Task prompt:
An exact copy of every entry below is needed.

Data for this exercise:

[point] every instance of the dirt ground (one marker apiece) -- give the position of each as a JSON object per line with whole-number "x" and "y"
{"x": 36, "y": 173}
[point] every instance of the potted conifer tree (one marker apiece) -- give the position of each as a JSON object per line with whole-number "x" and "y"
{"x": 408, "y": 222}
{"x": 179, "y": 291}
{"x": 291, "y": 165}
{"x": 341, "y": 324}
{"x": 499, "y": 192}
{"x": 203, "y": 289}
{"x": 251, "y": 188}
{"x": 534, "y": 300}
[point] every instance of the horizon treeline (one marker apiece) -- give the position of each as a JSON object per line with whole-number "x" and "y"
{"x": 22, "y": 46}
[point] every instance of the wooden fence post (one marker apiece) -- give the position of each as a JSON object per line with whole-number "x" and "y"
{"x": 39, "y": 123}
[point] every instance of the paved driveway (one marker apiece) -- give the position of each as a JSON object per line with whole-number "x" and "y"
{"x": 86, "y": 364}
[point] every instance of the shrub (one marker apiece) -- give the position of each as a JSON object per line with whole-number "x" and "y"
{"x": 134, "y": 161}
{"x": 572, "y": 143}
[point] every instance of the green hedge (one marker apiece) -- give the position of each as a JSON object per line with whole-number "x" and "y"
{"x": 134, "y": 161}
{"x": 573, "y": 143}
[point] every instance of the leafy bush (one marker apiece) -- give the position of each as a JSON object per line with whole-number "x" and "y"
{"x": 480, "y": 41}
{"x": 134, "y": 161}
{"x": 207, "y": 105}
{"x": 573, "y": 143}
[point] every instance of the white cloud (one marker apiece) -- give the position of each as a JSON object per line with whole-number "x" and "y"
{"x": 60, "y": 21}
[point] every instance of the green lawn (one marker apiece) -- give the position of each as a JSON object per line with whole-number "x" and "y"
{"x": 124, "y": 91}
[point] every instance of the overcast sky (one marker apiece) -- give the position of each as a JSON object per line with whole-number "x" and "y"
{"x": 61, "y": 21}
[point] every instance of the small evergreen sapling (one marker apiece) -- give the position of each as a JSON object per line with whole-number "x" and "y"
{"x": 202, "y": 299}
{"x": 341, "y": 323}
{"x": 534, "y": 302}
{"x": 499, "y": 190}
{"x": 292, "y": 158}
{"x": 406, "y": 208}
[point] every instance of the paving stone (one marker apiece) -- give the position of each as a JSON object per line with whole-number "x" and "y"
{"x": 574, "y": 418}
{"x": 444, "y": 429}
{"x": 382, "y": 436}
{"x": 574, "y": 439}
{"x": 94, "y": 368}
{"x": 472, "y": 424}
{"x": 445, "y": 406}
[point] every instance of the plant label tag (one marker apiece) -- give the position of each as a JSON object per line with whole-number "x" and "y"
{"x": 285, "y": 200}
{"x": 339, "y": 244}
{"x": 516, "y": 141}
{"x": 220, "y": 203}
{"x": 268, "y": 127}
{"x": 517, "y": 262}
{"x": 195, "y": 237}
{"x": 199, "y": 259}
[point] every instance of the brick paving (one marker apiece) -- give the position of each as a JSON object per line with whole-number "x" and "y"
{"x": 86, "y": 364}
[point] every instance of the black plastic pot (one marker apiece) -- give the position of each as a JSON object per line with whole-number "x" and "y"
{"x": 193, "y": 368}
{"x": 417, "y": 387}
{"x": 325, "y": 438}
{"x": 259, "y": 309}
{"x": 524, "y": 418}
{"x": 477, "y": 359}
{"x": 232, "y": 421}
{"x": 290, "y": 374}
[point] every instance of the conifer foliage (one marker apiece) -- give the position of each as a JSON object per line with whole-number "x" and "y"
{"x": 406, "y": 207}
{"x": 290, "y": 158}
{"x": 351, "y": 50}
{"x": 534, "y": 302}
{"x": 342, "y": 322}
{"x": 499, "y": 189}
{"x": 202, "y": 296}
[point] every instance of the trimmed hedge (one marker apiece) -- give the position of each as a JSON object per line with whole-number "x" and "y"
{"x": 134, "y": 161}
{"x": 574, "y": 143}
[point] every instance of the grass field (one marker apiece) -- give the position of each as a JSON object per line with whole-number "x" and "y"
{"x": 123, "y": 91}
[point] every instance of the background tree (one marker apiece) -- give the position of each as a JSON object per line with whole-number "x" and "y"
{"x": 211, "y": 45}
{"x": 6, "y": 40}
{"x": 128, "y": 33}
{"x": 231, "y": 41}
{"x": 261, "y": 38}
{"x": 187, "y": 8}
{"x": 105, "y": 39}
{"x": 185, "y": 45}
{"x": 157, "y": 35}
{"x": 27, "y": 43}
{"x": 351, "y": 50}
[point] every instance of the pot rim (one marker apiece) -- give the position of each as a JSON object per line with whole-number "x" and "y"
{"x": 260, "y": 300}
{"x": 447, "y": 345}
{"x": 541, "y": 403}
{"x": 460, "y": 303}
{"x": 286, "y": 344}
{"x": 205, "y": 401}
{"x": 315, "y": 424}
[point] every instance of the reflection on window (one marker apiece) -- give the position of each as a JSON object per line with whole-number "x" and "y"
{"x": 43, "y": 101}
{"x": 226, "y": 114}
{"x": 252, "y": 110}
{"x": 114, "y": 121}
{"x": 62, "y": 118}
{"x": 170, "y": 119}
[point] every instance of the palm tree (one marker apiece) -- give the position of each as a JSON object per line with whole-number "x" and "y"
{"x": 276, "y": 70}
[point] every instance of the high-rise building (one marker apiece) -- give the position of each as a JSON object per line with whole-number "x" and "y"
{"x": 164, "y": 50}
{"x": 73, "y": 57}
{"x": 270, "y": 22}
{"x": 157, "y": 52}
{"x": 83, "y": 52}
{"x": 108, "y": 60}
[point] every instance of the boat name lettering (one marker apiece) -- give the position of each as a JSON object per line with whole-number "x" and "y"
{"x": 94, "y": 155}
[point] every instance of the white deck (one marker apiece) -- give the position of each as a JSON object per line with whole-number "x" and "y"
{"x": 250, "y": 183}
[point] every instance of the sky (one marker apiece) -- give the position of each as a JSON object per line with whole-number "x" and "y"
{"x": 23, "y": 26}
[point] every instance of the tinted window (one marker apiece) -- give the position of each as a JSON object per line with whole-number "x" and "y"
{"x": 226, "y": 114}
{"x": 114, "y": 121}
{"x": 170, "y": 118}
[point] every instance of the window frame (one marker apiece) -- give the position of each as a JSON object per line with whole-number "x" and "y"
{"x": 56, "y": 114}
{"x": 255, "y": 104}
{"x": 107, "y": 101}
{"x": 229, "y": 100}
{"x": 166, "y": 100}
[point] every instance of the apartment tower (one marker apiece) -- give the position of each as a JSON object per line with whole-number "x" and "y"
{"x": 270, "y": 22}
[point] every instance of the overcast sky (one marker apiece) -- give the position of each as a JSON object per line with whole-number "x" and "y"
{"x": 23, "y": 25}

Your solution:
[point] every instance of the dirt ground (one marker apiece) -- give the position of each as a JSON object per line with whole-number "x" and "y"
{"x": 36, "y": 173}
[point] every instance of the potted conifer tree (one marker apiece) -- give the position of each as a JSON object per line with whole-number "x" and "y"
{"x": 408, "y": 222}
{"x": 179, "y": 291}
{"x": 291, "y": 165}
{"x": 341, "y": 324}
{"x": 499, "y": 192}
{"x": 203, "y": 289}
{"x": 251, "y": 188}
{"x": 534, "y": 300}
[point] every instance of the horizon treeline (one marker apiece) -- give the position of each as a JSON object per line with whole-number "x" and "y"
{"x": 22, "y": 46}
[point] every instance of the wooden fence post (one marker apiece) -- give the position of each as a JSON object per line with whole-number "x" and "y"
{"x": 39, "y": 123}
[point] every instance of the paved driveway (one marker apiece) -- give the position of each as a JSON object per line with whole-number "x" and "y"
{"x": 86, "y": 364}
[point] every instance of the shrub (one marker apiece) -- give the position of each as a JSON object per line with whole-number "x" and "y"
{"x": 134, "y": 161}
{"x": 572, "y": 143}
[point] every instance of the green hedge (one marker apiece) -- give the position of each as a JSON object per line with whole-number "x" and "y"
{"x": 134, "y": 161}
{"x": 573, "y": 143}
[point] every instance of the leafy bush (one marker apiece) -- give the position of each as a JSON object per line with whole-number "x" and "y"
{"x": 480, "y": 41}
{"x": 134, "y": 161}
{"x": 207, "y": 105}
{"x": 573, "y": 143}
[point] every instance of the white cloud (one marker apiece) -- give the position of each as a JSON object per line with whole-number "x" and "y"
{"x": 60, "y": 21}
[point] every instance of the green lawn (one marker apiece) -- give the position of each as a JSON object per line with whole-number "x" and "y"
{"x": 124, "y": 91}
[point] every instance of the overcast sky (one marker apiece) -- give the position of each as a JSON object per line with whole-number "x" and "y"
{"x": 61, "y": 21}
[point] every instance of the small evergreen sapling (one marker apiece) -- give the position of each as a JSON object per line with whole-number "x" and "y"
{"x": 202, "y": 299}
{"x": 341, "y": 323}
{"x": 534, "y": 302}
{"x": 499, "y": 190}
{"x": 292, "y": 158}
{"x": 406, "y": 208}
[point] every instance of the paving stone (one marker apiece) -- give the position of each as a JSON object per line with whole-number "x" and "y"
{"x": 574, "y": 418}
{"x": 444, "y": 429}
{"x": 382, "y": 436}
{"x": 574, "y": 439}
{"x": 94, "y": 368}
{"x": 472, "y": 424}
{"x": 445, "y": 406}
[point] every instance of the plant label tag (one marker apiece) -- give the position of each as a JSON object per line with whole-number "x" and "y"
{"x": 285, "y": 200}
{"x": 339, "y": 244}
{"x": 516, "y": 141}
{"x": 220, "y": 203}
{"x": 268, "y": 127}
{"x": 517, "y": 262}
{"x": 195, "y": 237}
{"x": 199, "y": 259}
[point] every instance of the brick paving (one marker apiece) -- give the position of each as a JSON object per line with whole-number "x" and "y"
{"x": 86, "y": 364}
[point] every instance of the black plastic pot (one marker apiece) -- give the position of each as a JSON object per line with whole-number "x" and "y"
{"x": 193, "y": 368}
{"x": 417, "y": 387}
{"x": 325, "y": 438}
{"x": 259, "y": 309}
{"x": 524, "y": 418}
{"x": 477, "y": 359}
{"x": 232, "y": 421}
{"x": 290, "y": 374}
[point] every instance of the conifer foliage (one marker apiece) -- give the position of each as a JSON object per line with whole-number "x" and "y"
{"x": 406, "y": 207}
{"x": 290, "y": 158}
{"x": 351, "y": 50}
{"x": 534, "y": 302}
{"x": 342, "y": 322}
{"x": 499, "y": 189}
{"x": 202, "y": 296}
[point] every instance of the trimmed hedge (one marker apiece) -- give the position of each as a JSON object per line with whole-number "x" and "y"
{"x": 134, "y": 161}
{"x": 574, "y": 143}
[point] every instance of the grass field (one marker apiece) -- give the position of each as a JSON object per line with whole-number "x" and "y"
{"x": 123, "y": 91}
[point] every instance of the background tree (one marker apiece) -- give the position of each as a JSON object per line with whole-number "x" and "y"
{"x": 211, "y": 45}
{"x": 6, "y": 40}
{"x": 128, "y": 33}
{"x": 231, "y": 41}
{"x": 261, "y": 38}
{"x": 187, "y": 8}
{"x": 105, "y": 39}
{"x": 185, "y": 45}
{"x": 157, "y": 35}
{"x": 27, "y": 43}
{"x": 351, "y": 50}
[point] every instance of the pot rim (one marker apiece) -- give the position of each as a JSON object per line with whole-number "x" and "y"
{"x": 260, "y": 300}
{"x": 447, "y": 345}
{"x": 541, "y": 403}
{"x": 460, "y": 303}
{"x": 286, "y": 344}
{"x": 205, "y": 401}
{"x": 315, "y": 424}
[point] every instance of the reflection on window (one marker apiece) -- give the position of each as a JSON object per line with whole-number "x" and "y"
{"x": 43, "y": 101}
{"x": 226, "y": 114}
{"x": 252, "y": 110}
{"x": 114, "y": 121}
{"x": 62, "y": 118}
{"x": 170, "y": 119}
[point] every instance of the palm tree (one marker apiece) -- give the position of each as a JSON object per line with whole-number "x" and "y"
{"x": 276, "y": 70}
[point] every instance of the high-rise building (one marker apiece) -- give the position of each as a JSON object per line with whole-number "x" and "y"
{"x": 164, "y": 50}
{"x": 73, "y": 57}
{"x": 270, "y": 22}
{"x": 157, "y": 52}
{"x": 83, "y": 52}
{"x": 108, "y": 60}
[point] every instance of the boat name lettering (one marker apiece) -- give the position of each as a JSON object per line with whole-number "x" and "y"
{"x": 94, "y": 155}
[point] every instance of the white deck (one marker apiece) -- give the position of each as a JSON object per line with whole-number "x" and "y"
{"x": 250, "y": 183}
[point] every instance of the sky (one marker apiece) -- give the position of each as a JSON object per line with whole-number "x" and "y"
{"x": 23, "y": 26}
[point] every instance of the tinted window (one marker apiece) -- give the position of each as a JSON object per line with whole-number "x" and "y"
{"x": 226, "y": 114}
{"x": 114, "y": 121}
{"x": 170, "y": 118}
[point] every instance of the window frame (one marker apiece) -- give the position of each as a JSON object per line with whole-number "x" and "y"
{"x": 56, "y": 114}
{"x": 255, "y": 104}
{"x": 107, "y": 101}
{"x": 229, "y": 100}
{"x": 166, "y": 100}
[point] every instance of the apartment tower (one marker apiece) -- give the position of each as a JSON object per line with whole-number "x" and "y"
{"x": 270, "y": 22}
[point] every instance of the overcast sky (one marker apiece) -- give the position of each as a JSON object per line with whole-number "x" and "y"
{"x": 23, "y": 25}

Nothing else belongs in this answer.